Make an exact copy of the entries below, with all images left out.

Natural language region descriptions
====
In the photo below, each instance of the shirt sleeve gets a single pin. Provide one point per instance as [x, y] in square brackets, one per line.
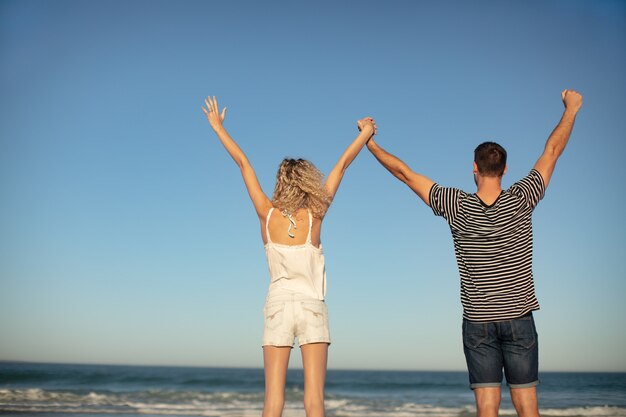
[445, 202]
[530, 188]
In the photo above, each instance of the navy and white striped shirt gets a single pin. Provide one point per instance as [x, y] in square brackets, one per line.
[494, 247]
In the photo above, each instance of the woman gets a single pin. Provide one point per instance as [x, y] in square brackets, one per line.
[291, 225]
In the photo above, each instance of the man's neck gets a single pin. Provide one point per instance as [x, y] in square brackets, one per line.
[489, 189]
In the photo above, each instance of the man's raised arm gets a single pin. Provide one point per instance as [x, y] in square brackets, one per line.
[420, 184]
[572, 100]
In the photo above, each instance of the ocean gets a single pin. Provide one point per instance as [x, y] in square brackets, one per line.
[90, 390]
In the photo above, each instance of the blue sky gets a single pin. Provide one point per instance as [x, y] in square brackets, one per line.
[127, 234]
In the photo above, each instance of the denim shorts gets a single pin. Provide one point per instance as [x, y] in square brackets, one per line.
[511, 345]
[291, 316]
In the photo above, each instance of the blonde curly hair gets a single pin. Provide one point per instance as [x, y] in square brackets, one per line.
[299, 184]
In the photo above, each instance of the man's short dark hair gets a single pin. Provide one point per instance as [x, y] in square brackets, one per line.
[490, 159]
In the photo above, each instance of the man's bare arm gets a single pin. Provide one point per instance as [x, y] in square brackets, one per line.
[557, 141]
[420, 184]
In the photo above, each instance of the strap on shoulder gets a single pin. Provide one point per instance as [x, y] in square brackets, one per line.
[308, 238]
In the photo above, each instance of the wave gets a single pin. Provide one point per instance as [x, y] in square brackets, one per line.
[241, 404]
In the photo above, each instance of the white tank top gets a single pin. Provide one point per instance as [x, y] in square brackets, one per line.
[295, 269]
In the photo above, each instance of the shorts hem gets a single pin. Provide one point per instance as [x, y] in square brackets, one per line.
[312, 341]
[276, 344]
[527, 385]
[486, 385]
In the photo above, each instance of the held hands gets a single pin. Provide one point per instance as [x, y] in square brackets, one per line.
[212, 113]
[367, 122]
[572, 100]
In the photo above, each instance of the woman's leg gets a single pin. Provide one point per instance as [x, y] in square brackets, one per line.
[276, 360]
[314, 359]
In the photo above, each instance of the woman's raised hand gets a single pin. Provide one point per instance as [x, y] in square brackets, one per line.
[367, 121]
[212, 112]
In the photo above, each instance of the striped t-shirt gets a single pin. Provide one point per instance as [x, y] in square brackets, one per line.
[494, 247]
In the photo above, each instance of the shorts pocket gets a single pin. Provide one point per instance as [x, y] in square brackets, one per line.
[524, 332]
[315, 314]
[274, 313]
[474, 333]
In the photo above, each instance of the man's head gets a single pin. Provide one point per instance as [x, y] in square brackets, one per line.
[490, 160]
====
Solution ▸
In the photo below, each instance of the shirt sleeve gets a single pin. Provide one point per instance as [x, y] in square brackets, one per line.
[445, 202]
[530, 188]
In the photo above, each instance of the navy and white striped shirt gets a single pin. Provide one point per instance as [x, y] in square brackets, one per line.
[494, 247]
In the photo above, each instance of the woman gets a single pin. Provide one point per instance as [x, y] in square brackets, one per line.
[291, 225]
In the photo above, each instance of the man's neck gets a single pin. Provide one point per instance as [x, y] in square brackets, one per line.
[489, 189]
In the photo above, each instance of the man's raised arm gets a single pin. Provide one point per instance as [x, y] in square brackets, one per line.
[420, 184]
[572, 100]
In the photo above, each instance of the ocean gets a single pin. Provide one point per instance as [x, y] in square brackets, one per line.
[90, 390]
In the photo above, each instance of the blue sky gets a single pin. Provide one point per instance as [x, y] in square brackets, one per line.
[127, 234]
In the photo above, each instance of the denim shorts gets a single pin. Provide one point per instance as [x, y] in square brackets, one per line.
[511, 345]
[291, 316]
In the photo above, each instance of the blonde curly hair gets a single pin. Provide one point per instance as [x, y] in square brackets, one per line.
[299, 184]
In the photo above, each instance of the man's short dark hair gets a single pin. Provide one point per instance as [x, y] in square brackets, one per line.
[490, 159]
In the photo above, each instance of the man's bare arm gets a single pin. Provide one point per instance as [x, y] in square brackets, one per line.
[557, 141]
[420, 184]
In the photo above, each instance of the strap on shoulder gets a single pin. Provide one point per instance as [x, y] in square brackets, one per line.
[308, 238]
In the photo above, each instance of the wave gets a single pin. Provide one point per instance as [x, y] in square brackets, one per line.
[241, 404]
In the photo above, each instance of the white tank top gets a single pin. Provide one point per instance as [x, y] in square brackets, one per line.
[295, 269]
In the photo above, each instance of the shorts hem gets a single pin. Provide one point per instance as [x, y] in square brackets, one per line.
[312, 341]
[276, 344]
[527, 385]
[486, 385]
In the photo above, each instance of the held hands gets a single pin. Provide one point per instance as [x, y] in square brackets, one per line.
[212, 113]
[367, 122]
[572, 100]
In the photo above, each instance of the woman's leg gets a single pin. Provide one point per instance as [x, y] in square brackets, one per line.
[276, 360]
[314, 359]
In the photo above, each instance of the woman's raised hand gets a single pin. Provide one point per instance as [x, y] in square brackets, one per line.
[367, 121]
[212, 112]
In the photo above, each instance of the striped t-shirt gets a single pin. Provide one point per instance as [x, y] in square brackets, one per line.
[494, 247]
In the photo above, each instance of the shorts pocket gets a single pin. Provide one point per instance as [x, y] in square brackets, one per line.
[524, 332]
[315, 314]
[274, 313]
[474, 333]
In the photo above, each instance of the man's head gets a single pin. Provide one point per instance as [x, y] in square brackets, one per line.
[490, 160]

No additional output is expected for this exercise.